### Goal of the exercise
Could you restate exactly the lines that begin at the line with "tag the white-flanked duck" and end at the final line of the data?

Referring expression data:
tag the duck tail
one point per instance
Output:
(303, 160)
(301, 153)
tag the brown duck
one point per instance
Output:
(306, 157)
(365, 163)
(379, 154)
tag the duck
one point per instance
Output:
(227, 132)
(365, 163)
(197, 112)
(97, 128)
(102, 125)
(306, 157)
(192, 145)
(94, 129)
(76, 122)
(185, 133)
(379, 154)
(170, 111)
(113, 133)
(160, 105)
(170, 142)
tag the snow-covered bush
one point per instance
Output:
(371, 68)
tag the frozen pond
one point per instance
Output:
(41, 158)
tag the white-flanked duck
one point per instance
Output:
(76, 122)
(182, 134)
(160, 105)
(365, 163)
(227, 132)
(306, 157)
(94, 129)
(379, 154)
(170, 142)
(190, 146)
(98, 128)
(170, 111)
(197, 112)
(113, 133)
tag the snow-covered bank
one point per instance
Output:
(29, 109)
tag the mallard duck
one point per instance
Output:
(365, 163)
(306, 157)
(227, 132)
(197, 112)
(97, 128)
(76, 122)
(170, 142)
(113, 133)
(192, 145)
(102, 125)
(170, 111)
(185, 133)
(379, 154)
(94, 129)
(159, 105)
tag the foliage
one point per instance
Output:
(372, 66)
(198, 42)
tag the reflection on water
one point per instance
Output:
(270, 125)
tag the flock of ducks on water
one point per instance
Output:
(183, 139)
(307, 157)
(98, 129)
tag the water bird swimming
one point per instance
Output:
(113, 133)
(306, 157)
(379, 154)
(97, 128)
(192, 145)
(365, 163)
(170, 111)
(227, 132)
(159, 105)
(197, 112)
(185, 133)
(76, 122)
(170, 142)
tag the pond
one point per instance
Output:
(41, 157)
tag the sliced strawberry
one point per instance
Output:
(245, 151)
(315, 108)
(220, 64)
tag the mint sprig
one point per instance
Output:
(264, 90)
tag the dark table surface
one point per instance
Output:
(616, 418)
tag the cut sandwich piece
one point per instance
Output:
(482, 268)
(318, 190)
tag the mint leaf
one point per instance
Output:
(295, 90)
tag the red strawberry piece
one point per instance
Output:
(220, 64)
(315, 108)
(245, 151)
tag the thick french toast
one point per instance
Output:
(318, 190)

### Answer to the exercise
tag the white-flanked duck
one point per instance
Output:
(76, 122)
(182, 134)
(160, 105)
(365, 163)
(227, 132)
(306, 157)
(94, 129)
(379, 154)
(170, 142)
(190, 146)
(98, 128)
(170, 111)
(197, 112)
(113, 133)
tag the snow-covered bank
one point per instance
Output:
(29, 109)
tag the mallard duck
one point per instance
Output:
(365, 163)
(306, 157)
(227, 132)
(197, 112)
(97, 128)
(76, 122)
(170, 142)
(113, 133)
(192, 145)
(102, 125)
(170, 111)
(185, 133)
(379, 154)
(94, 129)
(159, 105)
tag the foliage
one point per instance
Output:
(372, 66)
(198, 42)
tag the reflection on water
one point per instance
Output:
(270, 125)
tag the flock of ducks on water
one point per instance
Output:
(183, 139)
(307, 157)
(98, 129)
tag the water bird swimming
one point per instance
Output:
(113, 133)
(306, 157)
(379, 154)
(97, 128)
(192, 145)
(365, 163)
(170, 111)
(227, 132)
(159, 105)
(197, 112)
(185, 133)
(76, 122)
(170, 142)
tag the pond
one point per instance
Output:
(41, 157)
tag the sliced strawberry
one point per instance
Output:
(245, 151)
(315, 108)
(220, 64)
tag the mint sprig
one point per instance
Output:
(264, 90)
tag the dark table surface
one point per instance
Output:
(616, 418)
tag the cut sandwich piece
one point per instance
Output:
(482, 268)
(318, 190)
tag the mint leaf
one point per instance
Output:
(295, 90)
tag the red strawberry piece
one point per instance
Output:
(220, 64)
(315, 108)
(245, 151)
tag the thick french toast
one point per instance
Output:
(318, 190)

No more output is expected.